## WHAT IS NEEDED
Which lines in the rows below contain the word "soil"? Pull out each of them and copy it whole.

— BEGIN GIVEN DATA —

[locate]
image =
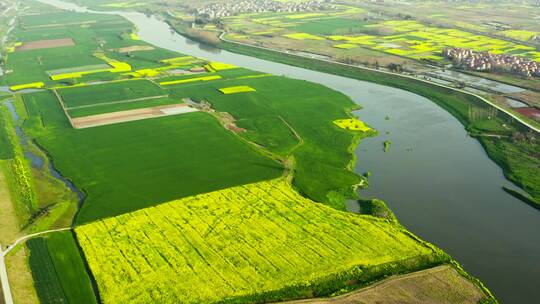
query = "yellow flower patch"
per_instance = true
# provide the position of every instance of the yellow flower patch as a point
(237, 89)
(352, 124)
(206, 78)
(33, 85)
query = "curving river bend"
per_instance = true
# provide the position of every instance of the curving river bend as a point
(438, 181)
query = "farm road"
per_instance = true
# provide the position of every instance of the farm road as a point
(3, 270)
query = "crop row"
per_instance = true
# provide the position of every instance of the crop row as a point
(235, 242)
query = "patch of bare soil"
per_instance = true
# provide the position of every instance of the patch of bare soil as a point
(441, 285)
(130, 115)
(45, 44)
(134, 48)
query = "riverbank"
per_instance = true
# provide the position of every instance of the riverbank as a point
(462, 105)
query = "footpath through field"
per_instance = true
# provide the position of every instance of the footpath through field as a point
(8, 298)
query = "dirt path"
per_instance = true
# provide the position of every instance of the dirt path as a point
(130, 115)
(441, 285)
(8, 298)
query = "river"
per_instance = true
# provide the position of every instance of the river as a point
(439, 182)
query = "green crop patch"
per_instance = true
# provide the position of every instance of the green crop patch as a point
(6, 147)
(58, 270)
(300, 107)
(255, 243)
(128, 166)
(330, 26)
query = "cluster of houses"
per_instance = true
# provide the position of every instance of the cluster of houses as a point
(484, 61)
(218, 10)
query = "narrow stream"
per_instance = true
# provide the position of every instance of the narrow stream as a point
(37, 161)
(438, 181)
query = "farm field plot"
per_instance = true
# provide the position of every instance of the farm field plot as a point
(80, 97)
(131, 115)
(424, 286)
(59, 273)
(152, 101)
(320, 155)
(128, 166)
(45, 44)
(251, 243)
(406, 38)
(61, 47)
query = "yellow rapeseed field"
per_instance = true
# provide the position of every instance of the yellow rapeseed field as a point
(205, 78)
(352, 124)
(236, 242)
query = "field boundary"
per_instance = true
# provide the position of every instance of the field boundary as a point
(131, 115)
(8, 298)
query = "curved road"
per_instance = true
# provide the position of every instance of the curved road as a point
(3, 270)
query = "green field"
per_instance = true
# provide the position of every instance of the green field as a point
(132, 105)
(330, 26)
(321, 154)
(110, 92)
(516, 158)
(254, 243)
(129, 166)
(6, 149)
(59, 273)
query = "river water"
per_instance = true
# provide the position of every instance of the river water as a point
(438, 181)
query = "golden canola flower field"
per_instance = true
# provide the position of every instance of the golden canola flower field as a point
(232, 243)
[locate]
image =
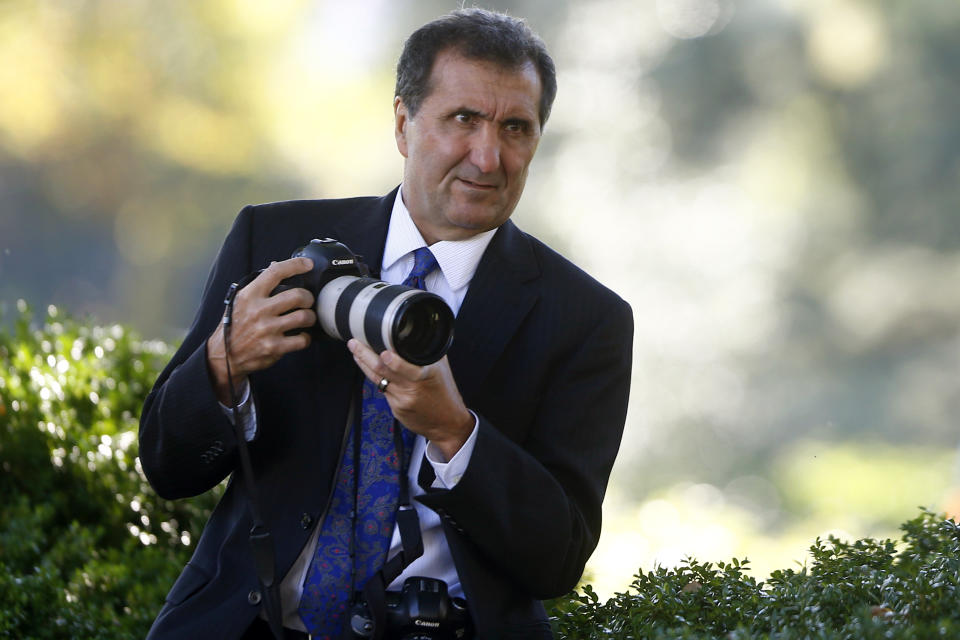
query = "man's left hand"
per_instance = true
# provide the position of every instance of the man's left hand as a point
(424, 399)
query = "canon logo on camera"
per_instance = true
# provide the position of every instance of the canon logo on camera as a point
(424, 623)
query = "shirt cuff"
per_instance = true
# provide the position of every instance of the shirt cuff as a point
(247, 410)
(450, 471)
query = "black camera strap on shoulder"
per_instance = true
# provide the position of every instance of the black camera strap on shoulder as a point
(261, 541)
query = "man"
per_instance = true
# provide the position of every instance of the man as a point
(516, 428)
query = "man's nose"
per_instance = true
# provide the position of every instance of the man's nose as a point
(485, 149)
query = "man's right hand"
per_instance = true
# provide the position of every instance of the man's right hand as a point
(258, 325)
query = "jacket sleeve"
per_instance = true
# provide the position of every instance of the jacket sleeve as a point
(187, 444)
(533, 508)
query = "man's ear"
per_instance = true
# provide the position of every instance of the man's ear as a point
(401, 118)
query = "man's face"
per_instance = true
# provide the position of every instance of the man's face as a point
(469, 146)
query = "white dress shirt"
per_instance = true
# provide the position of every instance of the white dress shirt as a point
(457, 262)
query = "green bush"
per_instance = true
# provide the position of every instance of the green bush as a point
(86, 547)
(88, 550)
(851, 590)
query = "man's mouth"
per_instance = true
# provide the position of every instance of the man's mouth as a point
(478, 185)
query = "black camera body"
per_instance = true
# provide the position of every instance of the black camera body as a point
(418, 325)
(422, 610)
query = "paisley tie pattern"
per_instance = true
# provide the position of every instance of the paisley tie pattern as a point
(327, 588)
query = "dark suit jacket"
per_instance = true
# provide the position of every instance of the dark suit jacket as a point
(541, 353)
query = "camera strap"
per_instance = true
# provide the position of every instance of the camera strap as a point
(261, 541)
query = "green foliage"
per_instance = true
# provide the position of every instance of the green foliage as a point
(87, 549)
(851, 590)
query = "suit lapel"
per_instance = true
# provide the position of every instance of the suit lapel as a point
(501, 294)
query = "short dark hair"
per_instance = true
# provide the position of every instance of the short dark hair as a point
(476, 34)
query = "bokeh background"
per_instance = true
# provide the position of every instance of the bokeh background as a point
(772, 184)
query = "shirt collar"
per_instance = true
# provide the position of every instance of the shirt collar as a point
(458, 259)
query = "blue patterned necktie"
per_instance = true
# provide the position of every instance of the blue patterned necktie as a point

— END GIVEN DATA —

## SOLUTION
query = "patch of bare soil"
# provide the position of every instance of the patch of bare soil as a point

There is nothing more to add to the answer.